→ Page excerpt
....
I remember sitting across from the seed investors of Naked Revival and saying, “So—alongside this admittedly bullish startup idea that goes well beyond the usual ‘test-the-MVP waters’ playbook, I’d also like a little extra cash to film a streaming series that follows the launch of Naked Revival.”
Even for me, a big-swing, BHAG-loving entrepreneur, I knew this was audacious. If apparel startups are risky, then a TV show about an apparel startup is risk squared.
Did they blink? Yes. And I braced for the obvious no. But to their credit, and my quietly thrilled surprise, they also said yes.
I guess, cut from the same BHAG cloth as me, they leaned in. Early-stage investors, after all, are certainly not backing me because of the color of my eyes.
The case I made was equal parts business pitch and creative impulse: somewhere between the market tailwinds in docutainment, the success of Drive to Survive, and the rise of founder-led content on YouTube. But if I’m honest, it was also just a story I ached to tell.
....
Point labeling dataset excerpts
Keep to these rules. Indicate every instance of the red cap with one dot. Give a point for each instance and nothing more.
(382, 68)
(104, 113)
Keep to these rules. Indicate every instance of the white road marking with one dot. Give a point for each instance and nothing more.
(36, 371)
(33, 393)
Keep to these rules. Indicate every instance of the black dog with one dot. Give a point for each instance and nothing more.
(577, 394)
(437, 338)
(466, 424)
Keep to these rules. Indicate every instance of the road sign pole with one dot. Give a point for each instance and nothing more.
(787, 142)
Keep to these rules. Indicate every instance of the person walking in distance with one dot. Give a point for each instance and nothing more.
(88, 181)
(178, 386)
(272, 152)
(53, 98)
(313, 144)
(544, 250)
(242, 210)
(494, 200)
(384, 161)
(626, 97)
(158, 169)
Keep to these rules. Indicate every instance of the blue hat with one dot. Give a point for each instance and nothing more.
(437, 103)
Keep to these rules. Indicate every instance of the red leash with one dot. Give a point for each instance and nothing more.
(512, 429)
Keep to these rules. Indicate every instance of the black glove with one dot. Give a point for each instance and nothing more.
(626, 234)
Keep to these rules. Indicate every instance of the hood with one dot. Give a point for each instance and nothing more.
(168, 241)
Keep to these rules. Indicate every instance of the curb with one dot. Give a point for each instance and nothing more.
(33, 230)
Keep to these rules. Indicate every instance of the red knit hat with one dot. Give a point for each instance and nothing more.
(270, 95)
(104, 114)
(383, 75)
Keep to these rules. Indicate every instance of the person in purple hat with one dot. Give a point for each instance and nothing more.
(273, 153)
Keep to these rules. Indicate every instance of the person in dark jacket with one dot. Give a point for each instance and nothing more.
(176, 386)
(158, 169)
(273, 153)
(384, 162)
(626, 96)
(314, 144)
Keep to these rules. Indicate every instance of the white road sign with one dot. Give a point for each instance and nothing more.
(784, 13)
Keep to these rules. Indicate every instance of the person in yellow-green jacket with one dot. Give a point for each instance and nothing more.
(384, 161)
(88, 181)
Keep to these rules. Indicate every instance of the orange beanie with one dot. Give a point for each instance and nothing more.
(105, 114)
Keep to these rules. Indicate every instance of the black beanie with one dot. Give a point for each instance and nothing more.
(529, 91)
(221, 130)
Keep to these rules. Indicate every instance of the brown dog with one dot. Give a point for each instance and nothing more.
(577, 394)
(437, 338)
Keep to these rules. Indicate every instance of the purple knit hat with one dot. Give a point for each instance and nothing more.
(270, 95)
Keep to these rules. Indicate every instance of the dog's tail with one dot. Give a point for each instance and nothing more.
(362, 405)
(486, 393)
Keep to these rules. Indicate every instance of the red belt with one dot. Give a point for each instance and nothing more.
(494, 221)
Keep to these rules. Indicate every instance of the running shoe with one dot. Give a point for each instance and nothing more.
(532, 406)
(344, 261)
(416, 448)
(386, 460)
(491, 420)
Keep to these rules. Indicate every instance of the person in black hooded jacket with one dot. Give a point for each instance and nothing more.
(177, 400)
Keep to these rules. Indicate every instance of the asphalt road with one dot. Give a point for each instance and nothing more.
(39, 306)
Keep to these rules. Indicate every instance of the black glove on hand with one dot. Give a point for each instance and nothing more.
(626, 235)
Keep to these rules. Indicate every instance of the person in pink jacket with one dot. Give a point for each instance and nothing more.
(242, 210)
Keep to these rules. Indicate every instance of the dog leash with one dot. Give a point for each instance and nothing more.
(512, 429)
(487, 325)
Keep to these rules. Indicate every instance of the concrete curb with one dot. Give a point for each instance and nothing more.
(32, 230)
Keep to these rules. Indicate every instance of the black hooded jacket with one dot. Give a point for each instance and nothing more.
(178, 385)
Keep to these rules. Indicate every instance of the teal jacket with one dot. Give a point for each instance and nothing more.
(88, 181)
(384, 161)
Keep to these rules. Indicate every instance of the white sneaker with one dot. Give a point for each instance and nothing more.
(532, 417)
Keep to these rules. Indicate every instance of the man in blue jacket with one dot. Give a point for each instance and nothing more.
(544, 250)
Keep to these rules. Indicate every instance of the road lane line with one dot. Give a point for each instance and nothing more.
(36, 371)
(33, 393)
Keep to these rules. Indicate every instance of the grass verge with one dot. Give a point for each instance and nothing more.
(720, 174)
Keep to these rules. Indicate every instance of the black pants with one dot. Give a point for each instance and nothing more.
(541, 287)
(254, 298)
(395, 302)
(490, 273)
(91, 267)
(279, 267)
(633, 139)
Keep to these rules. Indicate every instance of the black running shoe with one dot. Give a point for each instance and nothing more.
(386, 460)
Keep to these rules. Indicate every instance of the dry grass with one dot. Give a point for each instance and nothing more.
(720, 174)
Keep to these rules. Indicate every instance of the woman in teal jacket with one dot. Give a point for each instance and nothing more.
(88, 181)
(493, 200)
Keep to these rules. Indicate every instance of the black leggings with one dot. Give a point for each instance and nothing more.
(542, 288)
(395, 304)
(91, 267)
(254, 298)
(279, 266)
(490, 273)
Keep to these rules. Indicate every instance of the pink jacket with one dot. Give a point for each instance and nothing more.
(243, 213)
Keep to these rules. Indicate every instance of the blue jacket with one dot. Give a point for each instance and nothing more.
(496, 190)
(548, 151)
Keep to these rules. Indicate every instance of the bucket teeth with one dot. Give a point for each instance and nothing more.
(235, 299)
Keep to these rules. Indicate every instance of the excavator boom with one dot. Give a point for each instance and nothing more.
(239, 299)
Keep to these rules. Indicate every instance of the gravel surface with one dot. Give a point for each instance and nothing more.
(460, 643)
....
→ Job 1
Copy from the Naked Revival passage the words from "I guess, cut" up to and including "ached to tell.".
→ Job 2
In the Naked Revival passage, which show's success is cited as part of the pitch to the investors?
→ Job 3
Continue the Naked Revival passage from where it stops.

→ Final result 1
I guess, cut from the same BHAG cloth as me, they leaned in. Early-stage investors, after all, are certainly not backing me because of the color of my eyes.
The case I made was equal parts business pitch and creative impulse: somewhere between the market tailwinds in docutainment, the success of Drive to Survive, and the rise of founder-led content on YouTube. But if I’m honest, it was also just a story I ached to tell.

→ Final result 2
Drive to Survive

→ Final result 3
The opening question in the Prelude comes from long-time friend, advisor, and Investor Andrew Kaplan, “Why do this?”
Why? Because Prelude was never just about the clothes or the supplements, or even that Naked Revival is literally an eco-system of everything I love in the world business, health and personal development. It was about the story—what it really feels like to start again (or to start at all)—to risk reputation, capital, and time for the chance to build something. I wanted to capture that process in its raw state with some added cinematic flare, not as a victory lap (believe me), but as a living document of what it takes to dream, fall down, and get back up.
My hope is that Prelude gives other entrepreneurs what I wish I’d had in my early days: A glimpse behind the curtain. Not the polished pitch decks or glossy magazine spreads, but the messy middle—the doubts, the detours, the luck and grit that shape a company, and the incredible people who bet their time, money, and love on it. What drives them to take that risk?
It’s also a reminder that aspiration itself is fuel. One of the fundamental tensions of being human is the pull between where we are and where we want to go. We need that tension. It’s what keeps us alive and spurs on our creativity.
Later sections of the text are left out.